» **PROBLEM STATEMENT**: Name every distinct user who posts in the MMS thread below, listing each username once.

» **SOURCE PASSAGE**:
※

# MMS isn't working



## Austin (Jul 4, 2012)

Hey guys. I tried posting in the carbon thread on xda but to no help. Mms is only working through sliding messaging and wifi off. I'm running the 4/7 nightly. It also happened on liquid( 4/12 build and I think 4/14 nightly) but I wasn't able to check If it worked with wifi off. I changed the APN file too, through manually editing it and through sliding messaging. Is this fixed in the later nightlies or do I have to do something else.

Thanks!

Sent from my SCH-I535 using Tapatalk 2


----------



## razorloves (Jun 7, 2011)

http://rootzwiki.com/forum/577-carbondev/


----------



## Austin (Jul 4, 2012)

razorloves said:


> http://rootzwiki.com/forum/577-carbondev/


How is this related? I'm getting sent to a link for liberty rom for the DROID X...

Sent from my SCH-I535 using Tapatalk 2


----------



## Austin (Jul 4, 2012)

razorloves said:


> http://rootzwiki.com/forum/577-carbondev/


Now I see the carbon thread. I don't think it belongs there because it is happening across all aosp roms.

Sent from my SCH-I535 using Tapatalk 2


----------



## bornx (Oct 16, 2012)

Some ROMs automatically disable mobile data when wifi is turned on. Mms won't send/receive if mobile data is disabled. You can't send mms over wifi.

Sent from my SCH-R880 using Tapatalk 2


----------

※

» **RAW RECORDS**:
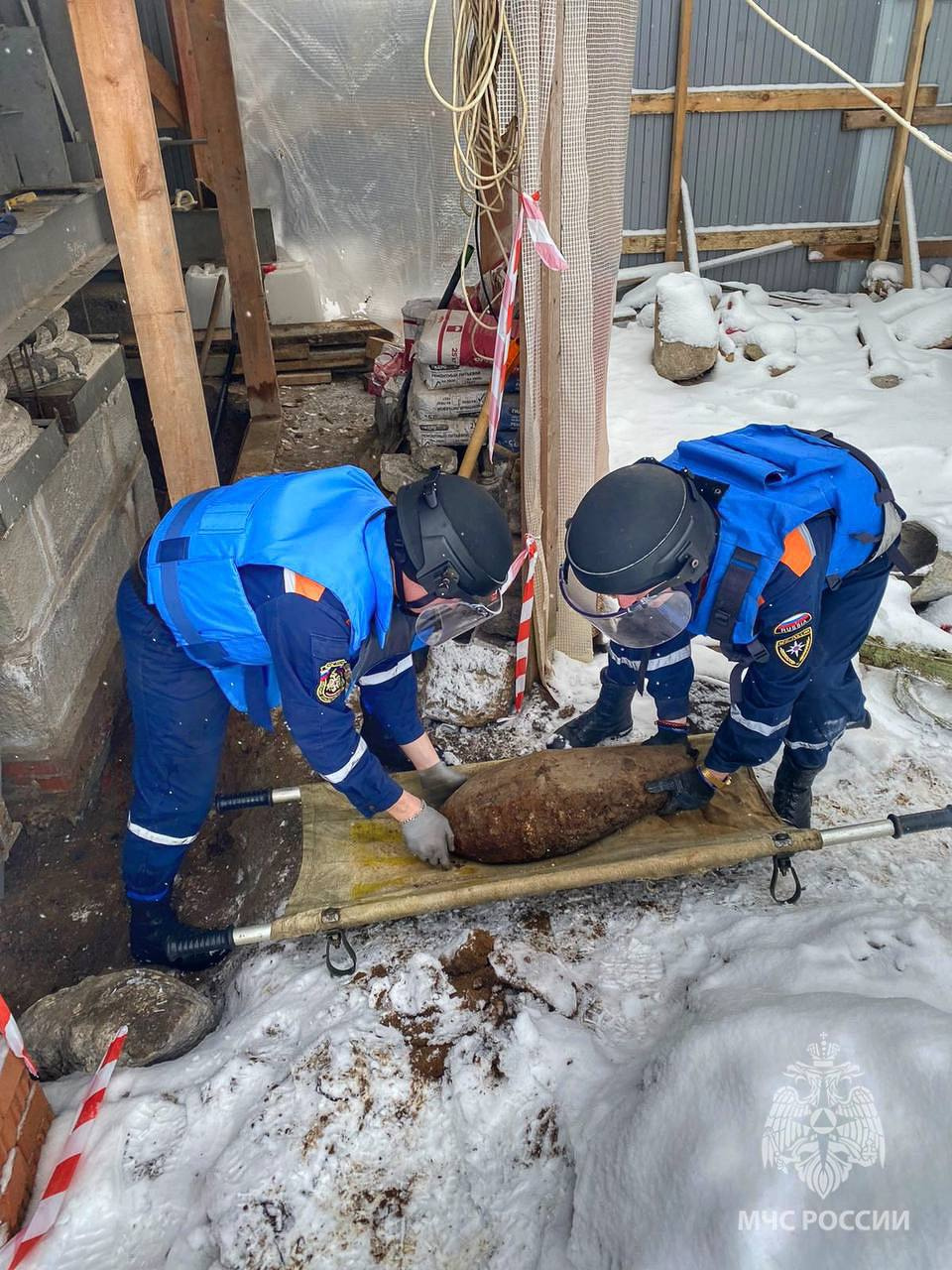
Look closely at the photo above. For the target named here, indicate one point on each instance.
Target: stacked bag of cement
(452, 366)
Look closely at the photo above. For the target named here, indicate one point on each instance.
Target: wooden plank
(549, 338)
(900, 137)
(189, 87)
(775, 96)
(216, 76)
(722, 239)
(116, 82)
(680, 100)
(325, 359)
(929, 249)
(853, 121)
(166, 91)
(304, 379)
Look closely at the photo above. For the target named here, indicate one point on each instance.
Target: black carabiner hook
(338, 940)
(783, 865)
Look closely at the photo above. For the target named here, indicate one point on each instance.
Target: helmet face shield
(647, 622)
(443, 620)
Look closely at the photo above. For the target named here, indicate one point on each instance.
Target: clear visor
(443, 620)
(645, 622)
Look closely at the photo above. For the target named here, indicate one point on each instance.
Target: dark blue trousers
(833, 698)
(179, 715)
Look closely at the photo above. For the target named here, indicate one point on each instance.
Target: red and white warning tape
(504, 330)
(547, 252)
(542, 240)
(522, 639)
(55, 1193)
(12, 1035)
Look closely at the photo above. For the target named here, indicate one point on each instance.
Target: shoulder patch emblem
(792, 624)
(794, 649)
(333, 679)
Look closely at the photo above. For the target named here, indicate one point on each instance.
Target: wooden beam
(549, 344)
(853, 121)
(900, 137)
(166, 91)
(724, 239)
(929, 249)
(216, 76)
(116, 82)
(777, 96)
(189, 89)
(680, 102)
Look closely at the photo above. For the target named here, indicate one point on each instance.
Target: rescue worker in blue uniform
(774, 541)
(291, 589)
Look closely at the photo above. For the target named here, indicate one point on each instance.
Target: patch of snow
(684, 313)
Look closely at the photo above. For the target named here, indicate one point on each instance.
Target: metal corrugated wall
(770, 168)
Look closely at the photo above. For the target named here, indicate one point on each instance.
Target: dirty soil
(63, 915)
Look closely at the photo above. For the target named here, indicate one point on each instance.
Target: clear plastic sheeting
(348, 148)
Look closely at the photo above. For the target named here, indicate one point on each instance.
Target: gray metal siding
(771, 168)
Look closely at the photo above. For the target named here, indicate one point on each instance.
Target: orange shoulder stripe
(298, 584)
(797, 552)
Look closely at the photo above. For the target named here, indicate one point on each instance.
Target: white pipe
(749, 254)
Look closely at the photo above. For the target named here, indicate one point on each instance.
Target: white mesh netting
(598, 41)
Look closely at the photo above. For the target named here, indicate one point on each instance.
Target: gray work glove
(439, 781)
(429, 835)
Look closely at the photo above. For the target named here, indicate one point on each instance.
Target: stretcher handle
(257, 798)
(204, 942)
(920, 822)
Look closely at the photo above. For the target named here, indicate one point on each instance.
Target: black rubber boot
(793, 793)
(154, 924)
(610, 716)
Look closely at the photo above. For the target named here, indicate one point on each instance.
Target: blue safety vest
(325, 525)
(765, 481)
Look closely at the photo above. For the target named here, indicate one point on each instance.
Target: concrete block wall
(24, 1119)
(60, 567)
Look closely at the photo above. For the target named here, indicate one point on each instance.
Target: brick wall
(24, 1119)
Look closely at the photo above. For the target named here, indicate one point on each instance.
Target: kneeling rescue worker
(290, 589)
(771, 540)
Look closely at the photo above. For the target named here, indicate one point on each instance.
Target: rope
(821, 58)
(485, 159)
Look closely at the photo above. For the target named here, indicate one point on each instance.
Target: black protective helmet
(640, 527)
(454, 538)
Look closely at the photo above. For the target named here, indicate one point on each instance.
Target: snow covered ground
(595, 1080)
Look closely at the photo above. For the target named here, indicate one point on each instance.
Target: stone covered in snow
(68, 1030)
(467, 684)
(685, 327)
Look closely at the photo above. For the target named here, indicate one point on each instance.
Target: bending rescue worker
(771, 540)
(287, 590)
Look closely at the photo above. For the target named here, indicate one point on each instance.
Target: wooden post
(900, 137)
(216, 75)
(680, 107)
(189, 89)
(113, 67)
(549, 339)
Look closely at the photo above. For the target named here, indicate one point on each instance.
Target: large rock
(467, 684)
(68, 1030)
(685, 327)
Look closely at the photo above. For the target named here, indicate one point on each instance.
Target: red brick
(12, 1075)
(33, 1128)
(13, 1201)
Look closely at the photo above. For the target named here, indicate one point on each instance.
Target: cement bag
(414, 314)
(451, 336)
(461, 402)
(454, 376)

※

» **PROBLEM SOLUTION**: Austin, razorloves, bornx